(Stored items from a collection)
==========

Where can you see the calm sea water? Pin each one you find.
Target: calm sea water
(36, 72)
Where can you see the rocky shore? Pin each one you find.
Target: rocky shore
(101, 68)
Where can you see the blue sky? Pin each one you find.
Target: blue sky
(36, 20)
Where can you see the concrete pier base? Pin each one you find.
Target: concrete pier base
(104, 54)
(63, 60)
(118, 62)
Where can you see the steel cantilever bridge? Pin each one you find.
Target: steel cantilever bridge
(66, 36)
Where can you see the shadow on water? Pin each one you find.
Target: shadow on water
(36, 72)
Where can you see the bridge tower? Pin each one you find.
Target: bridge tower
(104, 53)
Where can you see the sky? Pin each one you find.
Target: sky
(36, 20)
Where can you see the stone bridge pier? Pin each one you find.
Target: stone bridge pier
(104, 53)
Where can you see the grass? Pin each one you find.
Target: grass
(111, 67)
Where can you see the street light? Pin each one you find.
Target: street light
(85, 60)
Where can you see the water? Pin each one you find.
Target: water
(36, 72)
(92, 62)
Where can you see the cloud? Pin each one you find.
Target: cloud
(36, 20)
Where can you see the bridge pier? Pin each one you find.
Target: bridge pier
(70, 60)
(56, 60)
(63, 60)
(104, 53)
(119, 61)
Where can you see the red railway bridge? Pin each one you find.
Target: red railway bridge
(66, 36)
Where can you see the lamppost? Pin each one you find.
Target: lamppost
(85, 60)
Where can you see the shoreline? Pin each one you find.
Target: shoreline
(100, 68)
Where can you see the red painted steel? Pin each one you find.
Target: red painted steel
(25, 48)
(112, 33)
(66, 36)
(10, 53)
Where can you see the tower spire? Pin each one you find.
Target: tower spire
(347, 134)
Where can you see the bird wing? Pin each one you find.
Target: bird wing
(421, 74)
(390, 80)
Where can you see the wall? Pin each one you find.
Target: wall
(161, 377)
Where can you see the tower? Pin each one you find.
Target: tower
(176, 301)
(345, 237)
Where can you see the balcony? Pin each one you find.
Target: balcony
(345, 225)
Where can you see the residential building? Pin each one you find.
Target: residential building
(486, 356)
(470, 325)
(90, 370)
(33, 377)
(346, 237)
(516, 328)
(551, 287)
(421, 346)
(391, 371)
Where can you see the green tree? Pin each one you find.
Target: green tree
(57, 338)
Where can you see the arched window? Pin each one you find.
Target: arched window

==========

Problem to work on :: Retype the records above in full, with no differences.

Solution for this task ::
Where can you see the calm sea water? Pin each one you find.
Target: calm sea water
(36, 72)
Where can you see the rocky shore? Pin each one you find.
Target: rocky shore
(101, 68)
Where can you see the blue sky? Pin each one you find.
Target: blue sky
(36, 20)
Where can you see the concrete pier base? Pin each one you find.
Target: concrete pier base
(104, 54)
(63, 60)
(118, 62)
Where can you see the steel cantilever bridge? Pin each one you find.
Target: steel cantilever bridge
(66, 36)
Where can you see the shadow on water? Pin each one you find.
Target: shadow on water
(36, 72)
Where can you see the bridge tower? Pin each one you find.
Target: bridge tower
(104, 53)
Where can you see the sky? Pin each one you find.
Target: sky
(36, 20)
Where can you see the stone bridge pier? Pin each one you find.
Target: stone bridge pier
(104, 53)
Where can you see the grass? Pin each one you find.
Target: grass
(111, 67)
Where can you see the street light? Pin each one you find.
Target: street light
(85, 60)
Where can you see the water? Pin each one you find.
Target: water
(36, 72)
(92, 62)
Where can you see the cloud? Pin each one you find.
Target: cloud
(36, 20)
Where can you see the bridge pier? Pin each one you find.
Target: bridge pier
(70, 60)
(56, 60)
(63, 60)
(104, 53)
(119, 61)
Where can you see the red railway bridge? Pin each one you find.
Target: red railway bridge
(66, 36)
Where can you see the lamppost? Pin each one you find.
Target: lamppost
(85, 60)
Where can you see the shoreline? Pin each one you find.
Target: shoreline
(100, 68)
Where can you see the red painted steel? Pin each one you find.
Target: red painted steel
(25, 48)
(112, 33)
(66, 36)
(10, 53)
Where can you see the tower spire? Pin each one you find.
Target: tower spire
(347, 134)
Where can you see the bird wing? Pin each one you find.
Target: bird wing
(421, 74)
(390, 80)
Where can you see the wall? Pin each one you find.
Target: wall
(161, 377)
Where can you see the tower? Pin each one you find.
Target: tower
(176, 301)
(345, 237)
Where can you see the balcony? Pin each one you find.
Target: balcony
(345, 225)
Where can you see the residential building? Pin each one you find.
Target: residential building
(486, 356)
(470, 325)
(90, 370)
(33, 377)
(346, 237)
(516, 328)
(551, 287)
(421, 346)
(391, 371)
Where can you see the green tree? Pin each one you find.
Target: green tree
(57, 338)
Where can you see the arched window? Pin each one you find.
Target: arched window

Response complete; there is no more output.